## WHAT YOU NEED TO DO
Transcribe the entire listing, keeping each word as it is.

## INPUT MATERIAL
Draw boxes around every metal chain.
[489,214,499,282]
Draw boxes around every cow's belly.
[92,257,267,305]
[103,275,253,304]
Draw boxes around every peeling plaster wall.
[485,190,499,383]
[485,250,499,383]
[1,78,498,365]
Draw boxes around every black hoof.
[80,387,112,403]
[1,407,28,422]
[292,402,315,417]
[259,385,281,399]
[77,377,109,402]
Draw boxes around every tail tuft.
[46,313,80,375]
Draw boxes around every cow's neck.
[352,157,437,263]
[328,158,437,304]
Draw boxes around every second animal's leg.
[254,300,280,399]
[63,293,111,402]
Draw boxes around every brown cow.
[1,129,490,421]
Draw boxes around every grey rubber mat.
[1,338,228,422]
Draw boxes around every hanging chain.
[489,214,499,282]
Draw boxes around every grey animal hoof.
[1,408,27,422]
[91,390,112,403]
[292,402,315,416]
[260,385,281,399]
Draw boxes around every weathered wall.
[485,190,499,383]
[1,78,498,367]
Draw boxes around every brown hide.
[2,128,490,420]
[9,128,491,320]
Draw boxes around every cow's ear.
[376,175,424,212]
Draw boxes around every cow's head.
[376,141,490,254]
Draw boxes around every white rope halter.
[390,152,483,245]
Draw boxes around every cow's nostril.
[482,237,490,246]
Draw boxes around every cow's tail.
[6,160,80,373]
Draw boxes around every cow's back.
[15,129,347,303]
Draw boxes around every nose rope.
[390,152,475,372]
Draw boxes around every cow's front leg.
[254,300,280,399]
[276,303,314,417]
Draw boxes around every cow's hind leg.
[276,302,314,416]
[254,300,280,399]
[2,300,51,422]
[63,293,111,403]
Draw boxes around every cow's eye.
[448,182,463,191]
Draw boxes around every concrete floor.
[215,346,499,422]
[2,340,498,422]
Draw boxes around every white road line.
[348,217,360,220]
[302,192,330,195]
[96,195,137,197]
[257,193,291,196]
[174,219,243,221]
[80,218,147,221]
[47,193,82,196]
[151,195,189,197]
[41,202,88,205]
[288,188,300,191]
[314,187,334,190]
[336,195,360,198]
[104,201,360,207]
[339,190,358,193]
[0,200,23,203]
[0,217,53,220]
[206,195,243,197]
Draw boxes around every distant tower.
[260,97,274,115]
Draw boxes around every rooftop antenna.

## OUTPUT BELOW
Draw boxes around every metal chain.
[489,214,499,282]
Draw boxes around every cow's belly.
[92,257,267,305]
[103,275,253,304]
Draw boxes around every peeling plaster wall.
[485,190,499,383]
[485,250,499,383]
[1,78,498,365]
Draw boxes around every black hoof.
[80,387,112,403]
[1,407,28,422]
[292,402,315,417]
[259,385,281,399]
[77,377,109,402]
Draw boxes around every tail tuft.
[46,313,80,375]
Draw boxes around every cow's neck.
[352,157,437,263]
[328,158,437,304]
Draw boxes around every second animal's leg.
[254,300,280,399]
[63,293,111,402]
Draw boxes around every brown cow.
[1,129,490,421]
Draw boxes around every grey rubber mat.
[1,338,228,422]
Draw boxes around every hanging chain.
[489,214,499,282]
Draw boxes around every grey animal hoof.
[1,408,27,422]
[91,390,112,403]
[292,402,315,416]
[260,385,281,399]
Draw boxes around every weathered wall.
[485,190,499,383]
[1,78,498,367]
Draw boxes around every brown hide.
[2,128,490,420]
[9,128,491,320]
Draw boxes around every cow's ear.
[376,175,424,212]
Draw boxes around every cow's head.
[376,141,490,254]
Draw boxes around every white rope halter.
[390,152,483,245]
Draw boxes around every cow's nostril.
[482,237,490,246]
Draw boxes around every cow's tail.
[6,160,80,373]
Draw boxes around every cow's back.
[15,129,347,303]
Draw boxes around every nose rope.
[390,152,475,372]
Draw boxes around every cow's front leg.
[254,300,280,399]
[276,303,314,417]
Draw boxes around every cow's hind leg.
[276,302,314,416]
[254,300,280,399]
[2,300,51,422]
[63,293,111,403]
Draw boxes around every cow's eye.
[448,182,463,191]
Draw boxes around every concrete floor.
[215,346,499,422]
[2,340,498,422]
Draw boxes around every white road line.
[348,217,360,220]
[302,192,330,195]
[96,195,137,197]
[257,193,291,196]
[174,219,243,221]
[80,218,147,221]
[47,193,82,196]
[151,195,189,197]
[41,202,88,205]
[288,188,300,191]
[314,187,334,190]
[336,195,360,198]
[104,201,360,207]
[339,190,358,193]
[0,200,23,203]
[0,217,53,220]
[206,195,243,197]
Draw boxes around every distant tower.
[260,97,274,115]
Draw boxes around every rooftop antenna.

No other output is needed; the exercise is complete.